I took an 80-second elevator ride to the observation level and joined the teams of other visitors occupying the building’s glass skull, commandeering its tapered body as the structure played out its daily activities, which are: (1.) to remain in place, (1. b.) uprightly, and (2.) continue fulfilling its role as the most visible part of the Toronto skyline, generating the city’s sense of scale. (3.) Meanwhile, allowing a skirt of subordinate city bits to flow across its roots, (3.b.) and offering a way for people on the ground to vaguely orient themselves around the idea of a centre.

The wheel-shaped tank of the main observation level is enclosed by a floor-to-ceiling shell of tinted glass. The sun was hitting from the southwest, heating up the lake-side windows like overworked phone screens. Visitors bunched up in the northeast quadrants, hiding in the shade of the CN subconscious, away from backlighting. They took selfies against the grain of the city, and rested on benches with their high heels off, as if worn out from the climb.

I think they were tourists. I think this because the CN Tower is one of the places that people from other places go in Toronto to say that they have been to Toronto. And as tourists – as outsiders – we are guided by the understanding that being in a place isn’t a border crossing (even if you believe in borders); that there’s a code of exposure dictating how to effectively be in proximity to a thing as imaginary as a city. There are venues to briefly seize as an experience, a net of episodes knotted together by the loose theme of here.

* Information shown
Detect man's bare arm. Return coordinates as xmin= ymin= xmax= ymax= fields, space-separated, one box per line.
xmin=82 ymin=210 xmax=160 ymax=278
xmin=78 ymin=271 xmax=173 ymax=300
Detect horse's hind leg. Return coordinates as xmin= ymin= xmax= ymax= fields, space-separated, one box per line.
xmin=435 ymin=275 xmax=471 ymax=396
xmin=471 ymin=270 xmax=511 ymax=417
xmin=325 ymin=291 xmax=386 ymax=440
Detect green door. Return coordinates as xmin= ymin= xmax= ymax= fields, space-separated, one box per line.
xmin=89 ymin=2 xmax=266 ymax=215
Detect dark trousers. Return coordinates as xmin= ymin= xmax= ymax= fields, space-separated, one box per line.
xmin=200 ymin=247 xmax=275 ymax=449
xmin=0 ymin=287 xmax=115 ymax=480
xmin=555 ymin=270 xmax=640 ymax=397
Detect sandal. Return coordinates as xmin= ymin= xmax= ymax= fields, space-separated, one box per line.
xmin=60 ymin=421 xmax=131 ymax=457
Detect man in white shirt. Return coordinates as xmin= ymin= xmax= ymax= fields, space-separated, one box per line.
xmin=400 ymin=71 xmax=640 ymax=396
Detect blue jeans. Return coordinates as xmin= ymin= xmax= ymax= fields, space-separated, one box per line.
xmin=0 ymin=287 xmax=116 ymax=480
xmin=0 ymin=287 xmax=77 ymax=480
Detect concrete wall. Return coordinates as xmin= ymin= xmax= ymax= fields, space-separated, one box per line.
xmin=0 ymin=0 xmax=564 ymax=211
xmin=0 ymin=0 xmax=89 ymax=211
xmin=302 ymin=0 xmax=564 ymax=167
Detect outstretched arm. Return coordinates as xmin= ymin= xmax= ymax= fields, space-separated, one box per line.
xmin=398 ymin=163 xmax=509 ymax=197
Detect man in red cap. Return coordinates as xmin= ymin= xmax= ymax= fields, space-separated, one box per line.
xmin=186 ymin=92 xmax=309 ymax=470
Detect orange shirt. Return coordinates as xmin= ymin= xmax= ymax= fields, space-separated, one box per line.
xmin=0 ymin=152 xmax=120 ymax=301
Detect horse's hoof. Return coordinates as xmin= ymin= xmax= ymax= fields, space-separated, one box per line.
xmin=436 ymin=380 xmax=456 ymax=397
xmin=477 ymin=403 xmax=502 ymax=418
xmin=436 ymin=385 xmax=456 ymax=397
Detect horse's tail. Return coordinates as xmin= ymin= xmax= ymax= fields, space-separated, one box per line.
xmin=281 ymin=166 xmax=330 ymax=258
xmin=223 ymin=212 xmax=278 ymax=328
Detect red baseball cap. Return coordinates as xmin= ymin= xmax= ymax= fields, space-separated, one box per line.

* Stated task 1
Based on the CN Tower passage, mark each statement yes or no, and quote the words of the passage that decide it.
(a) The elevator ride to the observation level lasted 80 seconds.
(b) Visitors gathered mostly in the southwest quadrants of the observation level.
(c) The main observation level is enclosed by a floor-to-ceiling shell of tinted glass.
* Stated task 2
According to the CN Tower passage, from what direction was the sun hitting?

* Written reply 1
(a) Yes: "I took an 80-second elevator ride to the observation level"
(b) No: "Visitors bunched up in the northeast quadrants"
(c) Yes: "The wheel-shaped tank of the main observation level is enclosed by a floor-to-ceiling shell of tinted glass."

* Written reply 2
From the southwest.